## Provided passage
++++++++

Later in July, Miss Q made a new medical priority request. The stated change was increased anxiety from one of her children, after a fire elsewhere in their block. The Council did not provide a decision on this application until the beginning of November. It did not give any extra priority. Miss Q asked the Council to review its decision.

In October, a Councillor asked that the Council’s social welfare panel considered both Miss Q’s and Ms N’s applications. The Council’s officer contacted Miss Q’s landlord. They advised of police and social services involvement. The Council made a referral to its multi-agency risk management meeting.

The Council says, as part of its consideration of Miss Q’s contacts, it looked at whether she might qualify for higher priority in other ways. So it also asked Miss Q’s landlord for evidence to support a good tenant award. This led it to awarding Miss Q a good tenant award in early December 2021. This increased her priority to band 2.

In January 2022 the Council’s social welfare panel decided Miss Q qualified for band 2 priority on welfare grounds, with effect from the beginning of December 2021. As Miss Q already qualified for band 2, this did not affect her priority.

While Miss Q was waiting for these later assessments, she had complained to the Ombudsman. We made enquiries. The Council’s response advised: it “apologise[d] greatly for the delay in processing the medical review…”; it had reminded its medical applications officers to check its medical advisers had considered all the medical issues; a social welfare panel referral needed a multi-agency approach. In Miss Q’s carse the relevant route to the panel was a serious risk of harm; as part of considering Miss Q’s contacts and complaints it had considered whether she might qualify for a good tenant award. Usually it expected tenants to make an application themselves for this award.

Was there fault by the Council?

We recognise that the demand for social housing far outstrips the supply of properties in many areas. We normally will not find fault with a council for failing to re-house someone, if it has prioritised applicants and allocated properties according to its published lettings scheme policy.

The medical priority applications The Council has accepted a delay in considering Miss Q’s request for a review of its decision on her application for an increased medical priority. And then another delay in considering Miss Q’s second medical priority application. Those delays were fault.

++++++++

## Exercise data
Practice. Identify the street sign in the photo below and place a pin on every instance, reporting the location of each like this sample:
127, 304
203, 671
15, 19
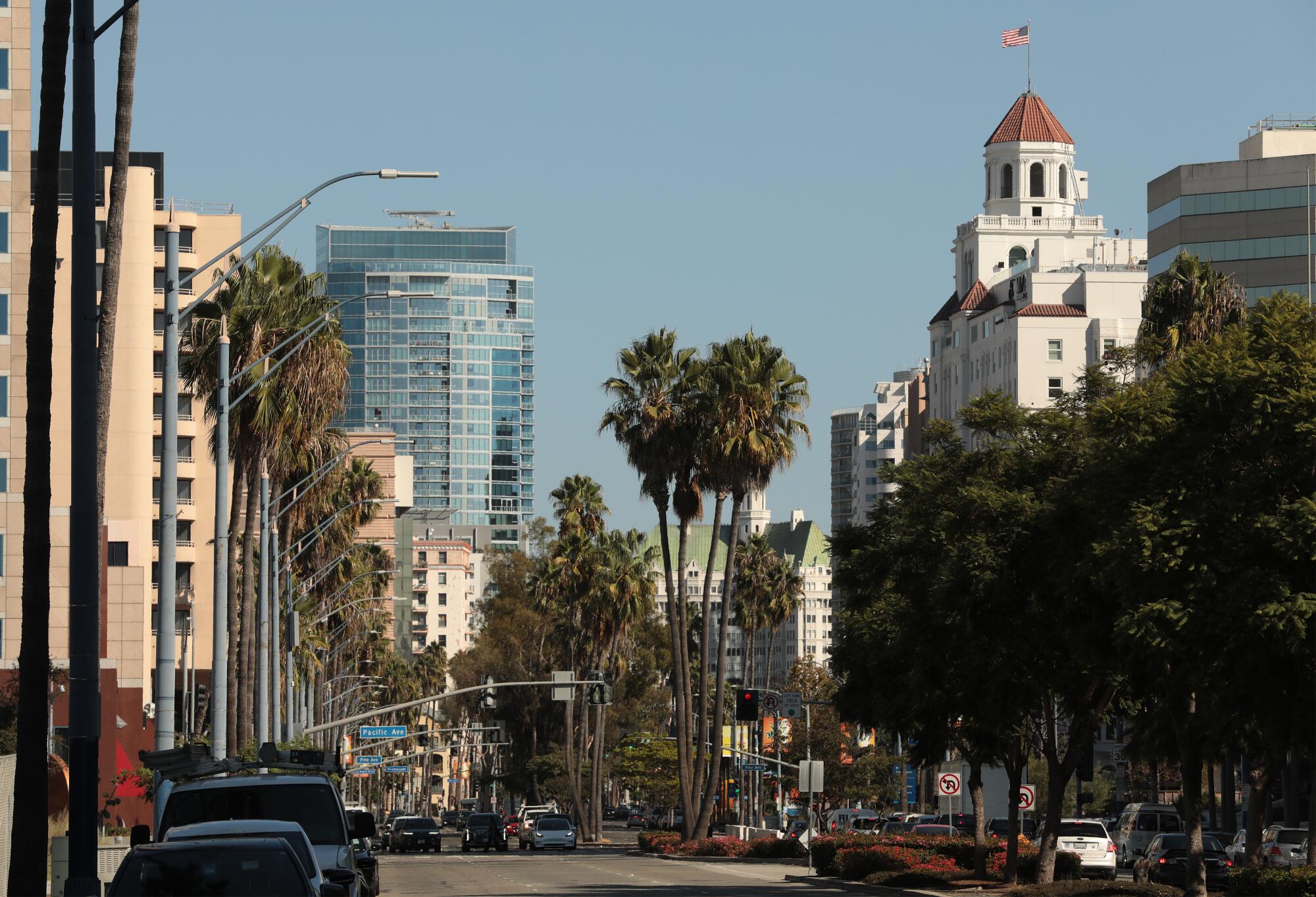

++++++++

## Assignment 1
Reproduce the part of the passage on Miss Q's housing priority between "In October, a" and "priority to band 2.", inclusive.
## Assignment 2
Write what comes next in the passage on Miss Q's housing priority, starting after its last sentence.

## Expected output 1
In October, a Councillor asked that the Council’s social welfare panel considered both Miss Q’s and Ms N’s applications. The Council’s officer contacted Miss Q’s landlord. They advised of police and social services involvement. The Council made a referral to its multi-agency risk management meeting.

The Council says, as part of its consideration of Miss Q’s contacts, it looked at whether she might qualify for higher priority in other ways. So it also asked Miss Q’s landlord for evidence to support a good tenant award. This led it to awarding Miss Q a good tenant award in early December 2021. This increased her priority to band 2.

## Expected output 2
When the Council did consider the applications, it did not increase Miss Q’s priority. Those were decisions for it to make on their merits, so are not ones we can criticise.

The overcrowding The Council has assessed the space Miss Q’s family needs against both its own local definition and the nationally set criteria. While this does not match how Miss Q and her family use the flat, the Council was not at fault in carrying out the assessment in this way. So I cannot uphold this part of the complaint.

The social welfare panel referral The Council accepts it did not act upon a referral from a Councillor in May 2021. That referral names Ms N, but not Miss Q.

The Councillor made a new referral in October 2021. That led the Council to granting Miss Q band 2 welfare priority. But the Council also sought evidence that allowed it to award Miss Q a good tenant status on its register before then. I see no fault in its consideration of that increased priority.

Did the fault cause an injustice?

The delay in the medical priority referral will have caused Miss Q some unnecessary time and trouble. It will also have been frustrating for her. But the injustice for this fault is limited by the fact that, when the Council did consider the extra information, it did not increase her priority.

Agreed action

I recommended that, within a month of my final decision, the Council should: apologise to Miss Q for the avoidable delays in looking at her medical priority applications; make Miss Q a symbolic payment of £100 as a recognition of the unnecessary time and trouble and frustration the delays will have likely caused her.

The Council has agreed to my recommendations

Final decision

I uphold the complaint. The Council has agreed to my recommendations, so I have ended my investigation.